What to produce. Every line of the data below must be given again exactly.

Data supplied.
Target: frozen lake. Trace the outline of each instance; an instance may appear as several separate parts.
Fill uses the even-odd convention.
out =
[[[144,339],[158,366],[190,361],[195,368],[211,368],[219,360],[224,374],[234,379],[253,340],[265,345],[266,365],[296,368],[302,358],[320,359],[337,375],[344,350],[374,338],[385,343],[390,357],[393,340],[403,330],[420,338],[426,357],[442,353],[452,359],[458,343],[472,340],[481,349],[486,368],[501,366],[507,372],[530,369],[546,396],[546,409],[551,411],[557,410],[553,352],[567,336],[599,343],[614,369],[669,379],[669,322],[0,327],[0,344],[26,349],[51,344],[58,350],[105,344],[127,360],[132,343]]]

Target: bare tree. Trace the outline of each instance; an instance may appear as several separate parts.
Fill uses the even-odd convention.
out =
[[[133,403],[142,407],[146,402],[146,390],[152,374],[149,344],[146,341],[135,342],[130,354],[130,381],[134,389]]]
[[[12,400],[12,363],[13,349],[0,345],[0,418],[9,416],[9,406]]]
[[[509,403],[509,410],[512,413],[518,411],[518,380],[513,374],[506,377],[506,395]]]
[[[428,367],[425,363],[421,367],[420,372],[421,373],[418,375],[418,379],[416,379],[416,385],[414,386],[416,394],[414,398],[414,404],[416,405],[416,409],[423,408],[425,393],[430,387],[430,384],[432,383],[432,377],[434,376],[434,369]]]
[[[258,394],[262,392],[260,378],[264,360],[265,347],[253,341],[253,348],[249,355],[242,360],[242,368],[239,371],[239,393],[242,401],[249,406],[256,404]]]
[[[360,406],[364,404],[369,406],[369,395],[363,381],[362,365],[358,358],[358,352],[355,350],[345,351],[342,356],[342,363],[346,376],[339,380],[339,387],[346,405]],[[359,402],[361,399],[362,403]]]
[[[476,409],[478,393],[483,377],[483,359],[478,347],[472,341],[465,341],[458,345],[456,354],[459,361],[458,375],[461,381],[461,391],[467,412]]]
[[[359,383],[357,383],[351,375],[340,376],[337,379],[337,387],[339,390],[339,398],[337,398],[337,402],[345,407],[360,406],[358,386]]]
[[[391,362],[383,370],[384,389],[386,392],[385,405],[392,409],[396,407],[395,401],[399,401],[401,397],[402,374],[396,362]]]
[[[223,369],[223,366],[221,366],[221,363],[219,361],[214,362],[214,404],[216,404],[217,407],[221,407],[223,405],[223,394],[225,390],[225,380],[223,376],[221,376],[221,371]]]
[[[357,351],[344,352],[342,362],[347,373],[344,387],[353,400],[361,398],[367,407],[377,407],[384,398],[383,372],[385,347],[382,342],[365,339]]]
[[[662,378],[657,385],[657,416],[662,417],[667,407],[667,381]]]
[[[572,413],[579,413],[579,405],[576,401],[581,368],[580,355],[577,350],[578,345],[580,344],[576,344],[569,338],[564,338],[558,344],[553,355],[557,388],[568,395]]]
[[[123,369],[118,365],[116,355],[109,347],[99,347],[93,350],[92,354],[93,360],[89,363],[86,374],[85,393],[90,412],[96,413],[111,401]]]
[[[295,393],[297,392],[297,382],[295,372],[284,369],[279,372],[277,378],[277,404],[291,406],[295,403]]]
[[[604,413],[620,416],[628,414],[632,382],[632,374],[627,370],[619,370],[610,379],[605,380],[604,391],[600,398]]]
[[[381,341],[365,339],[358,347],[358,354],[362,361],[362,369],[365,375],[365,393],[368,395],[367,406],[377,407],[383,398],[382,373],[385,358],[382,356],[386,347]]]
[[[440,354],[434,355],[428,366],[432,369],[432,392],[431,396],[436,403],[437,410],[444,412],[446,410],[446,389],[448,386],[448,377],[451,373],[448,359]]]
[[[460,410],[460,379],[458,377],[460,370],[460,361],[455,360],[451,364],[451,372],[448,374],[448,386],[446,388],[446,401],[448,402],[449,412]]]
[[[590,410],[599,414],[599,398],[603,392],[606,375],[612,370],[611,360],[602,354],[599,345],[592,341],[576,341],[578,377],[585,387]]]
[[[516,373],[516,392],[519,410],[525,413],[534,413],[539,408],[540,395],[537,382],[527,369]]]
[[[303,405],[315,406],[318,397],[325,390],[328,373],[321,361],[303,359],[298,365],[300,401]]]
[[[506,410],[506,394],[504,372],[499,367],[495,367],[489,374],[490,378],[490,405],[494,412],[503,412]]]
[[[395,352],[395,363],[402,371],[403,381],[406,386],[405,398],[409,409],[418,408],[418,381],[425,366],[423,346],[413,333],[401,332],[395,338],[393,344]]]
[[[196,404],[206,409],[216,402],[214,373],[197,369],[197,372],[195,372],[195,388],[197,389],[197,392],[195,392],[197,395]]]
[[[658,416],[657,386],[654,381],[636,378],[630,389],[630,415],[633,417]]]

Written response.
Target: frozen lake. Trace the outline of each instance; an instance may appear as several separate parts.
Fill uses the even-odd convention.
out =
[[[144,339],[158,366],[190,361],[195,368],[211,368],[219,360],[224,374],[234,379],[253,340],[265,345],[266,365],[296,368],[302,358],[320,359],[337,375],[344,350],[374,338],[385,343],[390,357],[393,340],[403,330],[420,338],[426,357],[442,353],[452,359],[458,343],[472,340],[481,349],[486,368],[501,366],[507,372],[530,369],[546,396],[546,409],[551,411],[557,410],[553,352],[567,336],[599,343],[614,369],[669,379],[669,322],[0,327],[0,344],[26,349],[51,344],[58,350],[105,344],[127,360],[132,343]]]

Target: bare tree. Trace the outline of each instance; an instance may appear as several separate parts.
Fill uses the even-odd convention.
out =
[[[133,403],[142,407],[146,402],[146,390],[152,374],[149,344],[146,341],[135,342],[130,354],[130,381],[134,389]]]
[[[12,400],[12,363],[13,349],[0,345],[0,418],[9,416],[9,406]]]
[[[509,403],[509,410],[512,413],[518,411],[518,380],[513,374],[506,377],[506,395]]]
[[[428,367],[425,363],[421,367],[420,372],[421,373],[418,375],[418,379],[416,379],[416,385],[414,386],[416,394],[414,398],[414,404],[416,405],[416,409],[423,408],[425,393],[430,387],[430,384],[432,383],[432,377],[434,376],[434,369]]]
[[[258,394],[262,392],[260,378],[264,360],[265,347],[253,341],[253,348],[249,355],[242,360],[242,368],[239,371],[239,393],[242,401],[249,406],[256,404]]]
[[[360,406],[364,404],[369,406],[369,395],[363,381],[362,365],[358,358],[358,352],[355,350],[345,351],[342,356],[342,363],[346,376],[339,380],[339,387],[346,405]],[[359,402],[361,399],[362,403]]]
[[[476,409],[478,393],[483,377],[483,359],[478,347],[472,341],[465,341],[458,345],[456,354],[459,361],[458,375],[461,381],[461,391],[467,412]]]
[[[359,383],[357,383],[351,375],[340,376],[337,379],[337,387],[339,390],[339,398],[337,398],[337,402],[345,407],[360,406],[358,386]]]
[[[391,362],[383,370],[384,389],[386,392],[385,405],[392,409],[396,407],[395,401],[399,401],[401,397],[402,374],[396,362]]]
[[[223,369],[223,366],[221,366],[221,363],[219,361],[214,362],[214,404],[216,404],[217,407],[221,407],[223,405],[223,394],[225,390],[225,380],[223,376],[221,376],[221,371]]]
[[[357,351],[344,352],[342,362],[347,373],[344,387],[353,400],[361,398],[367,407],[377,407],[384,398],[383,372],[385,347],[382,342],[365,339]]]
[[[662,378],[657,385],[657,416],[662,417],[667,407],[667,381]]]
[[[572,413],[579,413],[579,405],[576,401],[581,368],[580,355],[577,350],[578,345],[580,344],[576,344],[569,338],[564,338],[558,344],[553,355],[557,388],[568,395]]]
[[[123,369],[118,365],[116,355],[109,347],[99,347],[93,350],[92,354],[93,360],[89,363],[86,374],[85,393],[90,412],[96,413],[111,401]]]
[[[295,393],[297,392],[297,382],[295,372],[284,369],[279,372],[277,378],[277,404],[291,406],[295,403]]]
[[[604,413],[620,416],[628,414],[632,382],[632,374],[627,370],[619,370],[610,379],[605,380],[604,391],[600,398]]]
[[[381,341],[365,339],[358,347],[358,354],[362,361],[362,369],[365,375],[365,393],[368,395],[367,406],[377,407],[383,398],[382,373],[385,358],[382,356],[386,347]]]
[[[440,354],[434,355],[428,366],[432,369],[432,392],[431,396],[436,403],[437,410],[444,412],[446,410],[446,389],[448,386],[448,377],[451,373],[448,359]]]
[[[460,410],[460,379],[458,377],[460,370],[460,361],[455,360],[451,364],[451,372],[448,374],[448,386],[446,388],[446,401],[448,402],[449,412]]]
[[[590,410],[599,414],[599,398],[603,392],[606,375],[612,370],[611,360],[602,354],[599,345],[592,341],[576,341],[578,377],[585,387]]]
[[[516,373],[516,392],[519,410],[525,413],[534,413],[539,408],[540,395],[537,382],[527,369]]]
[[[303,405],[315,406],[318,397],[325,390],[328,373],[321,361],[303,359],[298,365],[300,401]]]
[[[506,410],[506,394],[504,372],[499,367],[495,367],[489,374],[490,378],[490,405],[494,412],[503,412]]]
[[[395,352],[395,363],[402,371],[403,381],[406,386],[405,398],[409,409],[418,408],[418,381],[425,366],[423,346],[413,333],[401,332],[395,338],[393,344]]]
[[[196,404],[206,409],[216,402],[214,373],[197,369],[197,372],[195,372],[195,388],[197,389],[197,392],[195,392],[197,395]]]
[[[658,416],[657,386],[654,381],[636,378],[630,389],[630,415],[633,417]]]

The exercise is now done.